GIVEN PASSAGE:
▼▼▼
- Born: 24 November 1937 (age 88) Franklin, Virginia, US
- Education: Sweet Briar College; Union Theological Seminary;
- Religion: Christianity (Anglican)
- Church: Episcopal Church
- Ordained: 1975 (deacon); 1977 (priest);
- Writings: The Crucifixion (2015)
- Website: generousorthodoxy.org

= Fleming Rutledge =

American Episcopal priest and author (born 1937)

Alice Fleming Rutledge (née Parker) (born November 24, 1937), known as Fleming Rutledge, is an American Episcopal priest and author. Ordained to the diaconate in 1975, she was one of the first women to be ordained to the priesthood in the Episcopal Church.

Rutledge is widely recognized in the United States, in Canada, and in the UK as a preacher and lecturer who teaches other preachers. Her particular expertise is the intersection of biblical theology with contemporary culture, current events and politics, literature, music and art. She has often been invited to preach in prominent pulpits. She is a noted Tolkien scholar, bringing a Christian perspective to the study of the writings of J. R. R. Tolkien, who was a devout Roman Catholic.

== Family and education ==

Rutledge was born Alice Fleming Parker on November 24, 1937, in Richmond, Virginia. She graduated from Sweet Briar College in 1959 magna cum laude with highest honors in English and was elected to Phi Beta Kappa. She received her Master of Divinity degree from Union Theological Seminary in New York in 1975. She was awarded an honorary Doctor of Divinity degree from Virginia Theological Seminary in May 1999.

Rutledge was married for 67 years to Reginald E. "Dick" Rutledge (1932−2026), an IBM executive, with whom she had two daughters.

== Ordained ministry ==

In 1975, Rutledge was ordained as a deacon. In January 1977 she became one of the first women to be ordained as a priest in the Episcopal Church.

Rutledge worked at Christ's Church, Rye, New York, creating and leading a Christian program for high school pupils. During the 1980s, she served as an assistant priest, and later as a senior associate priest, at Grace Church in New York City, where she took an active part in renewing the church's mission. The parish became well known for its young congregation and for its evangelistic sermons. Rutledge also was a guest preacher at such prominent ecclesiastical venues as the Washington National Cathedral, the Duke University Chapel, Trinity Church in Boston, and the Memorial Church of Harvard University.
▲▲▲
Excerpts of pointing data:
▼▼▼
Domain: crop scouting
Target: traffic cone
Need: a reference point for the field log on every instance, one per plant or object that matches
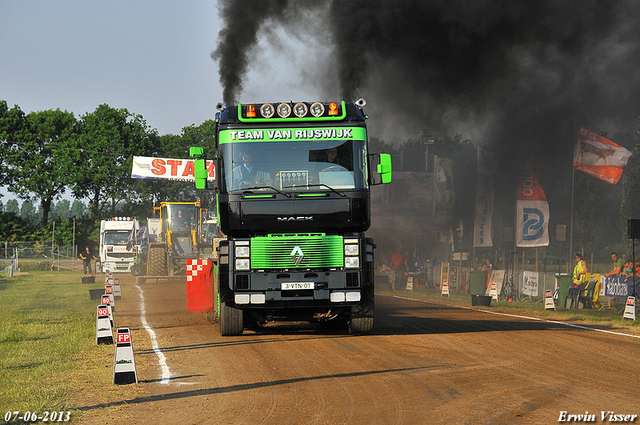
(409, 284)
(124, 365)
(104, 331)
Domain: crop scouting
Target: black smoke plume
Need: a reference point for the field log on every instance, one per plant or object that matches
(496, 70)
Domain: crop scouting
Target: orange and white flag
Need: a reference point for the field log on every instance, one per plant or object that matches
▲▲▲
SET EXERCISE: Please copy out again the stretch of the Fleming Rutledge text from "- Website: generousorthodoxy.org" through "priesthood in the Episcopal Church.".

ANSWER BELOW:
- Website: generousorthodoxy.org

= Fleming Rutledge =

American Episcopal priest and author (born 1937)

Alice Fleming Rutledge (née Parker) (born November 24, 1937), known as Fleming Rutledge, is an American Episcopal priest and author. Ordained to the diaconate in 1975, she was one of the first women to be ordained to the priesthood in the Episcopal Church.